From the records below, print exactly the lines starting at the one containing "Target: marsh vegetation" and ending at the one containing "Target: grassy bank", ends included, and nothing else.

** DATA EXTRACT **
┄┄┄┄┄┄┄┄┄┄

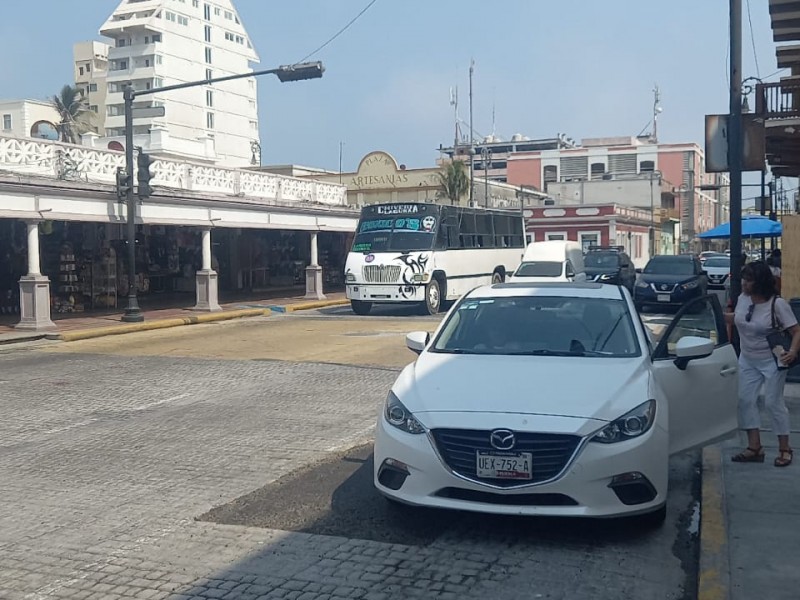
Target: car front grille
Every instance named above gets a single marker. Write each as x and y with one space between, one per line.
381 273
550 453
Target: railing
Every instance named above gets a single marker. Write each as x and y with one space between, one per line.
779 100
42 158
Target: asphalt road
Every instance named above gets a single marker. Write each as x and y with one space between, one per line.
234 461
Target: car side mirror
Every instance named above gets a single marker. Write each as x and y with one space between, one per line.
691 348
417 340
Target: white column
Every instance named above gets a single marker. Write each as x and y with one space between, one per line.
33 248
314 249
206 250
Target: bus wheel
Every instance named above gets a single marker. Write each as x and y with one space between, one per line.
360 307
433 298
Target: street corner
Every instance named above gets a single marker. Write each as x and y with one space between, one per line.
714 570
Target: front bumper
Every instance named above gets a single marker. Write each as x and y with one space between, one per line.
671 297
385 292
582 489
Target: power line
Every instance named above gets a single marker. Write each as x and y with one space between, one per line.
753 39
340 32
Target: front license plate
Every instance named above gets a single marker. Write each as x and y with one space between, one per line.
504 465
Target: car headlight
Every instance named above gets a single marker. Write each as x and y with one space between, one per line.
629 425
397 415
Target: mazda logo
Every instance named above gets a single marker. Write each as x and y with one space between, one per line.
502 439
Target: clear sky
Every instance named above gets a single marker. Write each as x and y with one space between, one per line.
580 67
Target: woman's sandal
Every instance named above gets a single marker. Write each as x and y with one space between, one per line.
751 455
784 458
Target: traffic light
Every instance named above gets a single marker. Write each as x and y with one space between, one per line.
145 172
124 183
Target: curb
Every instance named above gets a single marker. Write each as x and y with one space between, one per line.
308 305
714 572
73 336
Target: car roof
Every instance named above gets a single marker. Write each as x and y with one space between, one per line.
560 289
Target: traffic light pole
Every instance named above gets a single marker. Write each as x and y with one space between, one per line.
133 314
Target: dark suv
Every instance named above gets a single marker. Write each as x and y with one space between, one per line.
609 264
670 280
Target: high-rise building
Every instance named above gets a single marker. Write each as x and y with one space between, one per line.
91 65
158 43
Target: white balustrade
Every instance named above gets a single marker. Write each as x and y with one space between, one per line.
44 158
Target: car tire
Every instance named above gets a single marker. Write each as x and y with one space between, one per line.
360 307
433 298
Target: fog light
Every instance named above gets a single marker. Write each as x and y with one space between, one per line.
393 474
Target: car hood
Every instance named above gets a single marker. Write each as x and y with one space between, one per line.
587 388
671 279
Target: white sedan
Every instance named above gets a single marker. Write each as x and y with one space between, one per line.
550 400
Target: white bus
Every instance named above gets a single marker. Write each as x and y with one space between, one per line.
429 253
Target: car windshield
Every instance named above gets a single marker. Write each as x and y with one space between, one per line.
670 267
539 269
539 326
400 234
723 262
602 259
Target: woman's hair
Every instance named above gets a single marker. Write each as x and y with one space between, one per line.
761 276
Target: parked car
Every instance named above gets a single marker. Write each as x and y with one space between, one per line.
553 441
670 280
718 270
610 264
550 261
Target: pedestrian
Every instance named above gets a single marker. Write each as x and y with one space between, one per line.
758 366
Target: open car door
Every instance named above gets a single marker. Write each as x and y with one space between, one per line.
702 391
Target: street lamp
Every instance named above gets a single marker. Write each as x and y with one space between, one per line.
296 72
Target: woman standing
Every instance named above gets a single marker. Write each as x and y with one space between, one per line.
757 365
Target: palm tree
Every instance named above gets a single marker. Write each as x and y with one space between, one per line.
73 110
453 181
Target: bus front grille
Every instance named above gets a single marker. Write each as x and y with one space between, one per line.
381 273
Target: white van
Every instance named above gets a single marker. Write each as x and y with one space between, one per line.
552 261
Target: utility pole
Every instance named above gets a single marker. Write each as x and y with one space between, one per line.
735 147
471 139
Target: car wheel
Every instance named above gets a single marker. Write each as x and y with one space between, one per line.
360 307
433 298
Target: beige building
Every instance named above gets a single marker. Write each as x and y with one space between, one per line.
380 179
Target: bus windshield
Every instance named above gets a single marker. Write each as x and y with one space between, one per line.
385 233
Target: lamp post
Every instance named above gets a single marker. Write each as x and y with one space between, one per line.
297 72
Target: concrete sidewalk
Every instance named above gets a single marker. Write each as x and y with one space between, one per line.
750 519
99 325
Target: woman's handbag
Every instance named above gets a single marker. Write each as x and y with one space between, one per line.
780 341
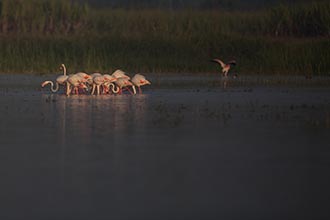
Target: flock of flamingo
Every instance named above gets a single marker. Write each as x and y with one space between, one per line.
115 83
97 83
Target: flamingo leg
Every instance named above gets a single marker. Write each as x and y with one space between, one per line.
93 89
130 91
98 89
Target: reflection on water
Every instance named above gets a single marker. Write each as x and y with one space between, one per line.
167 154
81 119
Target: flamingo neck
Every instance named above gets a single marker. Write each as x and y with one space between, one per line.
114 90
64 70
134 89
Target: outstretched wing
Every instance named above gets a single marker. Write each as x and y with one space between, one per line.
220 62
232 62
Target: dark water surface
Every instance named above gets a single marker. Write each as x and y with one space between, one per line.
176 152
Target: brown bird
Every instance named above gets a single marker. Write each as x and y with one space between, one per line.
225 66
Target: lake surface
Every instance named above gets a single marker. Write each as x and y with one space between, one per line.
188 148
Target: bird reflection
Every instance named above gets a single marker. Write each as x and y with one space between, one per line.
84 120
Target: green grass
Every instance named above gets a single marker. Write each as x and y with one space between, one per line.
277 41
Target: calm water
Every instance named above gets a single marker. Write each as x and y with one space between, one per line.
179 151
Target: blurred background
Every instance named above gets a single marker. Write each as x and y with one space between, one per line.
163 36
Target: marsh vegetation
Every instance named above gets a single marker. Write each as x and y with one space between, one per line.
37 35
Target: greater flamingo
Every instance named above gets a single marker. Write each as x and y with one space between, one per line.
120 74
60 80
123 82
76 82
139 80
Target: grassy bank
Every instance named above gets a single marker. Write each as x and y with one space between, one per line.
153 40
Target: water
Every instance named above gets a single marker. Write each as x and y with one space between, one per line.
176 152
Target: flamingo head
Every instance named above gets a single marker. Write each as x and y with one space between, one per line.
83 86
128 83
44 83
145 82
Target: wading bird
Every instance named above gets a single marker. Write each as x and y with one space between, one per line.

┄┄┄┄┄┄┄┄┄┄

** ANSWER FOR THE TASK **
Target: marsh vegetation
Every instance named above gets a single marker. Write each as x and y with one space between, one per line.
37 35
Target: greater flamingo
Every instance named above gets a single marker. Write each as x and y with one space between, one per line.
120 74
60 80
123 82
76 82
139 80
Target: grassy bank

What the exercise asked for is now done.